Requirements:
Recast all the entries below as a JSON list of strings with one string per line, skipping blank lines. Leave the pictures out.

(Lines of data)
********
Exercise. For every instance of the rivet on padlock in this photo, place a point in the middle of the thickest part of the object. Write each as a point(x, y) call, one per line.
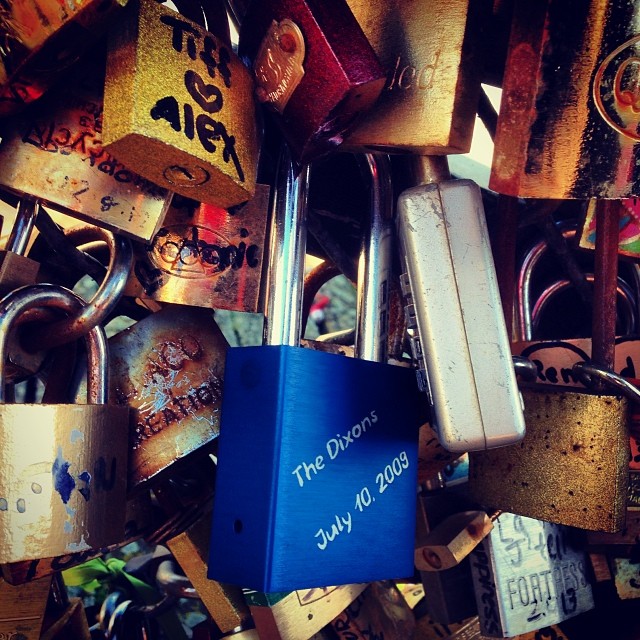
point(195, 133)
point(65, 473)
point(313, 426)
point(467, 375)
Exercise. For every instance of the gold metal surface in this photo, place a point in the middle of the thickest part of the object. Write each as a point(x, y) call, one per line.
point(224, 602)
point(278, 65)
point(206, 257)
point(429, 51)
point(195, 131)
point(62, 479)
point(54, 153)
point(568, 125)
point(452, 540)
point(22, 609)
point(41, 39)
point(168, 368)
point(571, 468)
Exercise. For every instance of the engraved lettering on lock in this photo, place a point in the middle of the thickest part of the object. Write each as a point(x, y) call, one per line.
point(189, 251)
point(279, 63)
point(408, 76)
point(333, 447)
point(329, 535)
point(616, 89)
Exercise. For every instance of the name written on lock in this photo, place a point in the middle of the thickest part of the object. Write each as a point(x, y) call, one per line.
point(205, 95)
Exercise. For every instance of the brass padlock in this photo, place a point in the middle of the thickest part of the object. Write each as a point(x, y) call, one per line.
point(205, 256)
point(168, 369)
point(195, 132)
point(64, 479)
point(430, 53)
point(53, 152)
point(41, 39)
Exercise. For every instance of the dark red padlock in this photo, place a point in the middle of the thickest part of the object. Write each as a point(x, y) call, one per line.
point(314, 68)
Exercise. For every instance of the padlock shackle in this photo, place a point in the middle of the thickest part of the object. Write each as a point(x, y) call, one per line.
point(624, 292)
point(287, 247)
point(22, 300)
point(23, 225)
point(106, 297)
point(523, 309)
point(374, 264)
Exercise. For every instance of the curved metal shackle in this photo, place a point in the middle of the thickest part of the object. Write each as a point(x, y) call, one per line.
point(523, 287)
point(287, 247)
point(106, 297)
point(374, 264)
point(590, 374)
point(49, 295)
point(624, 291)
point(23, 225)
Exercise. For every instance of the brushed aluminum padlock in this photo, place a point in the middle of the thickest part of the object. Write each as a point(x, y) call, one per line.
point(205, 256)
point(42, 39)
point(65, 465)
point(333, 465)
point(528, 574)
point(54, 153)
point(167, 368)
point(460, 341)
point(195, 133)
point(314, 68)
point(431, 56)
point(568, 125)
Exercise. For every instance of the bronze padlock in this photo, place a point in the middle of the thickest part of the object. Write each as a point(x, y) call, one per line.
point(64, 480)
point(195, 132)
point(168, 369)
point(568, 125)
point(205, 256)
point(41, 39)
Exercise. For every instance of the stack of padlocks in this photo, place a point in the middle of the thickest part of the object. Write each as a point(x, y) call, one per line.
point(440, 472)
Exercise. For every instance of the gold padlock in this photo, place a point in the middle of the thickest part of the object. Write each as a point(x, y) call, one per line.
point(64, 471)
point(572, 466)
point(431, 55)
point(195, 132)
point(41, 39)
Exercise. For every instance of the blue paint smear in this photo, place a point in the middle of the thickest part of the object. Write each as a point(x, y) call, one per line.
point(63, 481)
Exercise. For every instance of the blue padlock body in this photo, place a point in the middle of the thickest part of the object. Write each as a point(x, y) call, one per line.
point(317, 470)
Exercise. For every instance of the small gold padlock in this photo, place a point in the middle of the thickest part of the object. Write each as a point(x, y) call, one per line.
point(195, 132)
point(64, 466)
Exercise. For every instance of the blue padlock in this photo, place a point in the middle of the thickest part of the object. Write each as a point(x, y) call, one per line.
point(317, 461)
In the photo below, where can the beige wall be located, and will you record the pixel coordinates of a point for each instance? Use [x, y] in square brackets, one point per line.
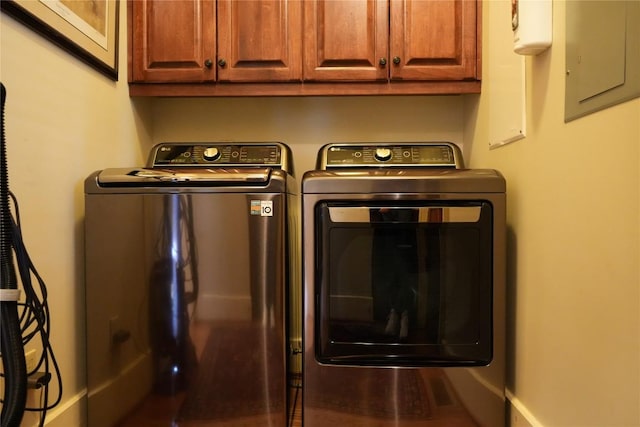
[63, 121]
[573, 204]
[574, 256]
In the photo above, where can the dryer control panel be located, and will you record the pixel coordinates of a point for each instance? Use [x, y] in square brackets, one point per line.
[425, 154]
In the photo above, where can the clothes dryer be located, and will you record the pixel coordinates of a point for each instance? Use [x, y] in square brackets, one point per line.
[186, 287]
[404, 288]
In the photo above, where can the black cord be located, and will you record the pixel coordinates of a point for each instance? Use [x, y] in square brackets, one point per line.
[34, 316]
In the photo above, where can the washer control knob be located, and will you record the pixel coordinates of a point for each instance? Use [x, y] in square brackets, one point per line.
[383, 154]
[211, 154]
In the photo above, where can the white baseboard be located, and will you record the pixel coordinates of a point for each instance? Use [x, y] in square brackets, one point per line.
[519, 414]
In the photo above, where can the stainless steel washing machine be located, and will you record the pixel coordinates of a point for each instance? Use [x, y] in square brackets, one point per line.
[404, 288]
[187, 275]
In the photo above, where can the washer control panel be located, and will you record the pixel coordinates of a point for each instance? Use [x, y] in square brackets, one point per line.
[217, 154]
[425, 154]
********
Output for this task:
[
  "Exercise. For every instance of the rivet on padlock in this photo, place a point in the middle of the thickest part of the object. Write each as a point(x, y) call, one per line.",
  "point(195, 133)",
  "point(65, 473)",
  "point(313, 426)",
  "point(467, 375)",
  "Exercise. For every instance of the gold metal surface in this photo, place a point in the middle of the thickest part of the object. Write each as a point(x, y) call, one per line.",
  "point(224, 602)",
  "point(278, 65)",
  "point(206, 257)",
  "point(429, 51)",
  "point(195, 131)",
  "point(62, 479)",
  "point(54, 153)",
  "point(568, 125)",
  "point(452, 540)",
  "point(22, 609)",
  "point(41, 39)",
  "point(168, 368)",
  "point(571, 468)",
  "Exercise. For every instance of the engraved lettering on lock in this photo, place a point in the middle of the thickest part of the object. Write each as a point(x, y) call, one per line.",
  "point(189, 251)",
  "point(279, 63)",
  "point(408, 76)",
  "point(333, 447)",
  "point(329, 535)",
  "point(616, 89)",
  "Exercise. For every instance of the name written on lock in this photo, place a point in the middle of the thickest part of the object. Write each as a point(x, y) call, one per line.",
  "point(205, 95)",
  "Exercise. For every instance of the brass padlock in this photo, place a point in the middle of the thickest part of the object. Write each as a point(x, y) call, one per line.",
  "point(205, 256)",
  "point(168, 369)",
  "point(195, 132)",
  "point(64, 479)",
  "point(430, 53)",
  "point(53, 152)",
  "point(41, 39)",
  "Exercise. For every instance of the dark red padlock in this photo, place a point in the middle of the thickest part of the object. Write each as a point(x, y) call, one per line.",
  "point(314, 68)",
  "Exercise. For every instance of the padlock shackle in this photo, place a point in the middle of the thickest part of the object. Write each as a point(x, y) call, one per line.",
  "point(624, 292)",
  "point(287, 247)",
  "point(22, 300)",
  "point(23, 225)",
  "point(106, 297)",
  "point(523, 309)",
  "point(374, 264)",
  "Exercise. For every instance of the curved metal shackle in this photo, place a point in the middle of the thickest part of the object. Write each as a point(x, y) call, one per line.",
  "point(523, 287)",
  "point(287, 247)",
  "point(106, 297)",
  "point(374, 264)",
  "point(590, 374)",
  "point(49, 295)",
  "point(624, 291)",
  "point(23, 225)",
  "Exercise. For every instance of the brushed aluminum padlock in this photo, place a point in the middle of the thickest part of the object. Write each as a point(x, y) call, one per line.",
  "point(205, 256)",
  "point(42, 39)",
  "point(65, 465)",
  "point(333, 465)",
  "point(528, 574)",
  "point(54, 153)",
  "point(167, 368)",
  "point(460, 341)",
  "point(195, 133)",
  "point(314, 68)",
  "point(431, 56)",
  "point(568, 125)",
  "Exercise. For every instance of the bronze padlock in this photo, place a point in the middle of the thickest part of the object. Write each as a point(x, y) call, one per line.",
  "point(64, 480)",
  "point(195, 132)",
  "point(168, 369)",
  "point(568, 125)",
  "point(205, 256)",
  "point(41, 39)",
  "Exercise. For every instance of the stack of padlocks in this photo, place a point in the middle of the thickest part of the object. Write each as a point(x, y) call, one per line.",
  "point(440, 472)",
  "Exercise. For every instance of the gold padlock in this photo, place a point in the middle of the thickest part of the object. Write each as a point(x, y) call, one per line.",
  "point(64, 471)",
  "point(572, 466)",
  "point(431, 55)",
  "point(195, 132)",
  "point(41, 39)",
  "Exercise. For every instance of the blue paint smear in this photo, place a point in the middle of the thickest part of the object. Write each as a point(x, y) call, one per line.",
  "point(63, 481)",
  "Exercise. For every instance of the blue padlock body in this photo, place a point in the middle of the thickest part of the object. Write each as a point(x, y) call, one per line.",
  "point(317, 470)",
  "Exercise. For every instance of the small gold padlock in this photo, place a point in the middle of the thickest part of the object. Write each as a point(x, y) call, one per line.",
  "point(195, 132)",
  "point(64, 466)",
  "Exercise. For every instance of the blue padlock in this photo, place a point in the middle of the thickest part of the object. Write each as a point(x, y) call, one per line.",
  "point(317, 461)",
  "In the photo below, where can the beige wall be located, and will you record the pixel coordinates of a point for each instance? Use [x, y] in square brackets, one point per line.",
  "[63, 121]",
  "[573, 204]",
  "[574, 256]",
  "In the photo above, where can the dryer control panel be located, and will you record the pixel coordinates of a point for each instance? Use [x, y] in square brackets, one point per line.",
  "[425, 154]",
  "In the photo above, where can the clothes dryer be located, and will you record the pixel coordinates of a point for each instance? Use [x, y] in square brackets, one point per line.",
  "[186, 287]",
  "[404, 288]",
  "In the photo above, where can the black cord be located, and will you record the pixel coordinates of a point for each instance? Use [x, y] in square brackets, one point per line.",
  "[34, 316]",
  "In the photo above, where can the washer control knob be located, and will you record the pixel coordinates of a point for each instance? Use [x, y] in square brackets, one point per line.",
  "[383, 154]",
  "[211, 154]",
  "In the photo above, where can the white baseboard be located, and will you record the pixel coordinates of a point for each instance? Use [x, y] in square brackets, one point per line.",
  "[519, 414]",
  "In the photo above, where can the stainless steel washing machine be located, and will you record the pixel coordinates of a point for each instance? Use [x, y] in square brackets, one point per line.",
  "[404, 288]",
  "[187, 275]",
  "In the photo above, where can the washer control panel be located, and will you record the pixel coordinates of a point for each instance? Use [x, y] in square brackets, one point per line.",
  "[217, 154]",
  "[425, 154]"
]